_EXERCISE REQUIREMENTS_.
Everything in the data below is to be reproduced without any deviation.

_PROVIDED INFORMATION_.
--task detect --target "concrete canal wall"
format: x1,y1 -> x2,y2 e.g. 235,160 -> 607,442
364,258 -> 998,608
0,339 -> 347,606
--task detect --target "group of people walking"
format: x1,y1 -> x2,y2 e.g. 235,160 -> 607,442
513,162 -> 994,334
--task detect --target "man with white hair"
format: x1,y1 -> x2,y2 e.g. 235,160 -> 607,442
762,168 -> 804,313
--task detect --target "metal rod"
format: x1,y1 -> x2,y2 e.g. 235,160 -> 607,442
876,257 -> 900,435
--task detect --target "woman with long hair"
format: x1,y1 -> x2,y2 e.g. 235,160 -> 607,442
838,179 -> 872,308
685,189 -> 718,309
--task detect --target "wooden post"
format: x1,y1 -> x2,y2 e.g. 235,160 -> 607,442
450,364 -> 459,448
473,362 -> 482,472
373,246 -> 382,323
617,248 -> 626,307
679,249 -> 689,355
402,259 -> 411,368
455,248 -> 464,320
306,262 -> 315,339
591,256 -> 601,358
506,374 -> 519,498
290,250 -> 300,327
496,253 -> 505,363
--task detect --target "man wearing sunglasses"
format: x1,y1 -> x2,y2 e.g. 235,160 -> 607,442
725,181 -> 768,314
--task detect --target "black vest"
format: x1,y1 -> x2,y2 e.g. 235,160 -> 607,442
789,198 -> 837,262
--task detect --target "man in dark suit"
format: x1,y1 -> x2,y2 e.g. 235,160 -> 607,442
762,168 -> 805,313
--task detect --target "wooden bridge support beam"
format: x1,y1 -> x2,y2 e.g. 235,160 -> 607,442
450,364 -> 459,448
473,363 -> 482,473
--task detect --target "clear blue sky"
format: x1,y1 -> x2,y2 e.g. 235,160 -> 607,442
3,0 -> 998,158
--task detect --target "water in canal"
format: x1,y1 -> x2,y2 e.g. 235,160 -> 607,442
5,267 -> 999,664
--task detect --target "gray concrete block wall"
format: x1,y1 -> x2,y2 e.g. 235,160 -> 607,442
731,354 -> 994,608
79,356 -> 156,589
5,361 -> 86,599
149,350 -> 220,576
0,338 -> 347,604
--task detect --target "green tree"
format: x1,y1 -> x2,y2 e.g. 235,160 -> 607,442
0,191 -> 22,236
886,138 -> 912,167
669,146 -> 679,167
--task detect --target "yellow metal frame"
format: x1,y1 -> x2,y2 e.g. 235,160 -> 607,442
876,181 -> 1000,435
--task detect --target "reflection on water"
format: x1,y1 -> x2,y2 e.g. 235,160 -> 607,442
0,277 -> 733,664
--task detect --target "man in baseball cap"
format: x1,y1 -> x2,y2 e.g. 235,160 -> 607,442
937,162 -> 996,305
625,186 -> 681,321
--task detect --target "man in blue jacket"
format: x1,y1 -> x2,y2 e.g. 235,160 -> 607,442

_SOLUTION FOR THIS TASK_.
--task detect --target "concrete canal wall"
format: x1,y1 -> x2,y2 e.g. 235,160 -> 607,442
364,258 -> 998,608
0,339 -> 347,606
--task detect --target "group of people walking"
format: x1,y1 -> x2,y2 e.g. 235,160 -> 607,442
513,162 -> 994,334
--task detect --target "man with white hair"
format: x1,y1 -> x2,y2 e.g. 235,160 -> 607,442
762,168 -> 804,313
--task detect --target "metal rod"
format: x1,y1 -> x2,y2 e.g. 235,160 -> 607,442
876,257 -> 900,435
--task detect --target "woman with long hair"
format: x1,y1 -> x2,y2 e.g. 235,160 -> 607,442
838,179 -> 872,308
685,189 -> 718,309
--task detect --target "wooden post"
format: x1,y1 -> x2,y2 e.g. 235,160 -> 607,442
450,364 -> 459,448
473,362 -> 482,472
373,246 -> 382,323
617,248 -> 626,307
679,249 -> 689,355
402,259 -> 411,368
455,248 -> 464,320
306,262 -> 315,339
591,256 -> 601,358
506,374 -> 519,498
290,250 -> 300,327
496,253 -> 505,363
--task detect --target "man wearing sunglasses"
format: x1,y1 -> x2,y2 e.g. 235,160 -> 607,442
725,181 -> 768,314
--task detect --target "black vest"
format: x1,y1 -> x2,y2 e.g. 235,160 -> 607,442
789,198 -> 837,262
--task detect --target "man in dark suit"
format: x1,y1 -> x2,y2 e.g. 235,160 -> 607,442
762,168 -> 805,313
--task detect --target "wooden bridge support beam"
format: x1,y1 -> x2,y2 e.g. 235,160 -> 607,442
450,364 -> 459,448
473,363 -> 482,473
--task detect --target "clear blue sky"
format: x1,y1 -> x2,y2 e.g. 235,160 -> 607,442
3,0 -> 998,158
--task detect --target "water in canal"
format: x1,y1 -> x2,y2 e.g. 235,160 -> 607,442
5,267 -> 999,664
--task detect --target "gray concrete block wall"
format: x1,y1 -> x2,y2 e.g. 235,160 -> 607,442
731,354 -> 994,608
79,356 -> 156,589
5,361 -> 86,599
149,350 -> 220,576
0,338 -> 347,604
--task detect --target "green tree"
format: x1,y1 -> x2,y2 e.g. 235,160 -> 607,442
0,191 -> 22,236
886,138 -> 912,167
669,146 -> 679,167
--task detect --target "yellow metal frame"
format: x1,y1 -> x2,y2 e.g. 235,160 -> 607,442
876,181 -> 1000,435
--task detect --target "reflection on water"
format: x1,y1 -> x2,y2 e.g. 235,160 -> 607,442
0,277 -> 733,664
--task detect --target "man in baseball cap"
format: x1,y1 -> x2,y2 e.g. 235,160 -> 607,442
937,162 -> 996,305
625,186 -> 681,321
--task detect --target "man in blue jacket"
format: x1,y1 -> x2,y2 e.g. 235,160 -> 607,442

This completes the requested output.